• [WORK TO COMPLETE]:
Could you rescale all the entries below by writing out every line again, requests included, with each x and y coordinate in the answers multiplied by 2.15 and rounded to a whole number (halves round up)? Leave the pictures out.

########

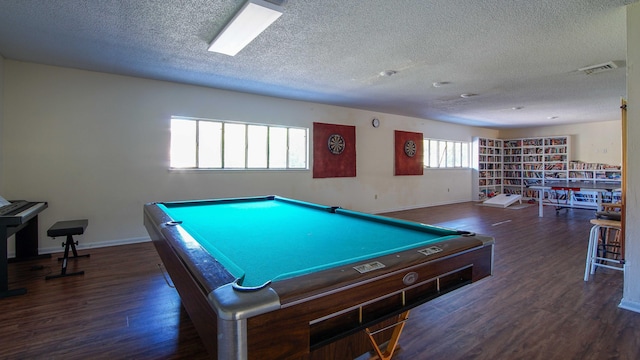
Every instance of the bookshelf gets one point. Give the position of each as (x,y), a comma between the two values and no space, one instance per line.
(487,167)
(538,161)
(512,167)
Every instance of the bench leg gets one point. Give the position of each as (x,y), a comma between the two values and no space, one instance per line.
(63,272)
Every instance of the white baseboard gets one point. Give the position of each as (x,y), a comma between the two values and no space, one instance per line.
(629,305)
(420,206)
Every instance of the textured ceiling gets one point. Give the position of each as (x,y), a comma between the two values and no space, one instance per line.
(512,54)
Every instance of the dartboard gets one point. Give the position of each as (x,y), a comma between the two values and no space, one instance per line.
(336,144)
(410,148)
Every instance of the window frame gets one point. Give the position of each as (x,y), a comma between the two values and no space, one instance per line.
(197,144)
(454,152)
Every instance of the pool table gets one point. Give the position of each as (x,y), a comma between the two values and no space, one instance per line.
(276,278)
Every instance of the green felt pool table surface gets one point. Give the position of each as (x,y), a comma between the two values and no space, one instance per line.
(266,239)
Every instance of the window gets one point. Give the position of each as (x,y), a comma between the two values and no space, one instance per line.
(446,154)
(211,144)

########

• [RESPONSE TO THE TASK]:
Every instance of the bookshelf gets one point. Give the position of each as (x,y), a comma between the two values and no space, one instance per line.
(1047,359)
(1157,346)
(1101,359)
Every instance of the bench leg gets one point. Give the position of each as (x,y), a comma between the two values and no space, one instance per line.
(135,585)
Every instance of the white baseboard gets one point. Give the position of each as (x,y), a comma between the two values and no space, one instance per line.
(1352,656)
(903,443)
Every instance of the textured ceiling gets one point. Give the position of each as (x,y), a comma between the two values and no space, one instance per line.
(1101,116)
Every instance of the dartboard gets one point. Give the position of each as (x,y), a comma between the two values and no space, one instance per line.
(722,310)
(882,318)
Every instance of the window frame gets one point. Give the position of each as (x,y), a comma between the two values and no space, one instance per line.
(424,310)
(976,327)
Every instance of the pool table gets one point. Give the position of each as (x,y), a comma between the two values and no space, one instance per line.
(593,598)
Every instance of the green felt pool table surface gets one point. Give the position of each as (x,y), a comma between the two values and no space, one instance per line.
(572,514)
Every instance of the window gets one point. Give the position of each as (x,y), a comma between the two values and no space, one instance per line.
(959,331)
(454,310)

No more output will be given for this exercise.